* **Page excerpt**
--- begin ---
In the way you suggest, the government does trust you.

However, there are issues beyond trust. These are simple reality. Human beings eat, and a certain time later, they excrete. In the absence of any public sanitation measures, the health risks follow an exponential curve. During the Katrina aftermath I calculated it would require 300 portable toilets to service 30,000 people at the Superdome.

Per day.

Several million people is a whole different order of magnitude. Add that to a shortage of drinking water, and the risks increase yet again. It isn't a matter of trust, it is the logistics of literally tons of human waste that needs safe disposal. If 5 million people each generate a quarter pound of waste per day, that comes out to 625 tons, or better put, 15 or 16 tractor trailer loads per day. It doesn't just vanish, not without impact.

The other simple reality is that there are only so many freeway lanes, which each only hold so many cars.
--- end ---
* **The tasks**
**1.** According to the passage on evacuation logistics, how many portable toilets did the writer calculate would be needed to serve 30,000 people at the Superdome after Katrina?
**2.** Extend the passage on evacuation logistics, picking up after its final sentence about freeway lanes.

* **Records**
--- begin ---
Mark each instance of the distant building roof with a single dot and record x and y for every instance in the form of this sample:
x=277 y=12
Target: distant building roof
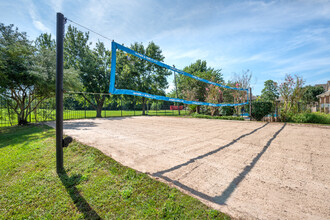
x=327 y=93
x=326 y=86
--- end ---
--- begin ---
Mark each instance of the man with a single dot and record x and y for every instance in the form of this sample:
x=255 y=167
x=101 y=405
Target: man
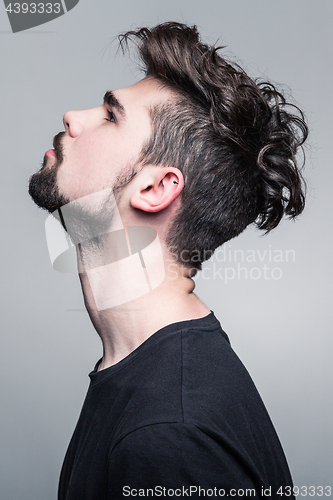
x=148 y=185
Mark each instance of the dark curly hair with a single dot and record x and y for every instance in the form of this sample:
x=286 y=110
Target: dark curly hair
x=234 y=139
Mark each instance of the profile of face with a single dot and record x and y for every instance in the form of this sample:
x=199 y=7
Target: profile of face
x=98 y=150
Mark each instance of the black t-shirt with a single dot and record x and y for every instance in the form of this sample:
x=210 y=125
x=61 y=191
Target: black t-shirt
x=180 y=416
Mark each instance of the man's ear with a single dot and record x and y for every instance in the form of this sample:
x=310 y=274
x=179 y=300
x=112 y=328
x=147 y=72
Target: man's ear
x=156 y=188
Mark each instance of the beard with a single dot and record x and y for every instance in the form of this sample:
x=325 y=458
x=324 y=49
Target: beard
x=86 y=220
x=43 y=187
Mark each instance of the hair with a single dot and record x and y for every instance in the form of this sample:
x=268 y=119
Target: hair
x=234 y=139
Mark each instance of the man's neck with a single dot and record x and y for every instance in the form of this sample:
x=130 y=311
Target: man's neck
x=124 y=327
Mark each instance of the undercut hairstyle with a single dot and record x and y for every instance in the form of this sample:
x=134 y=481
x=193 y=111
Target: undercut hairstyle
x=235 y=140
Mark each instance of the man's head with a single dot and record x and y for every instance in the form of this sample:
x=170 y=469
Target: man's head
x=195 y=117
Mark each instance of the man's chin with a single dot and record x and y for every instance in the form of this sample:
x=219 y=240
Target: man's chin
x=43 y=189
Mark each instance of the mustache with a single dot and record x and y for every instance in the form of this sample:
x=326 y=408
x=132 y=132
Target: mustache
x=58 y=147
--- end ---
* **Exercise responses**
**1.** 300 portable toilets per day.

**2.**
In short, moving a couple million people back into the city requires either a little advance planning, to check the operation of basic services and to allow for orderly transit, or else it requires outright negligence if none of this is done.

No government worth having would choose the second course. They know a certain percentage will make their own decisions. You won't see them prosecuting the blockade runners after the fact, though they may chase a few down to make a point. Their big concern is for the bulk of the population and the policies they are following generally follw the needs of a group that size.

When that doesn't happen, then there should be and almost always is, an outcry and resultant change.